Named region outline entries
+--

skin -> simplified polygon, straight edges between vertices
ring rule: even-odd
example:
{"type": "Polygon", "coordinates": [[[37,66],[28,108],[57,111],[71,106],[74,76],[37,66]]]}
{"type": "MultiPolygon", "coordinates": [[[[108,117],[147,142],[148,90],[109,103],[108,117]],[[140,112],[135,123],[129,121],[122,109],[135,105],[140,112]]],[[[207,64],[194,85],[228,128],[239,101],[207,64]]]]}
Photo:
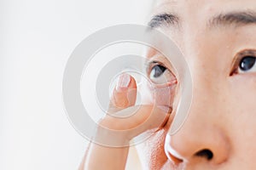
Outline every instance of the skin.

+--

WHAT THE EXERCISE ASKS
Write out every entry above again, character for character, but leave out the pictures.

EXERCISE ANSWER
skin -> simplified polygon, straight edges between vertices
ring rule: even-odd
example:
{"type": "Polygon", "coordinates": [[[37,66],[28,108],[57,111],[71,106],[74,76],[37,66]]]}
{"type": "MultiPolygon", "coordinates": [[[[108,117],[147,142],[148,90],[109,103],[108,117]],[[140,112],[135,123],[129,121],[122,109],[135,105],[140,112]]],[[[207,64],[194,85],[228,128],[239,101],[207,64]]]]}
Photo:
Outline every instance of the skin.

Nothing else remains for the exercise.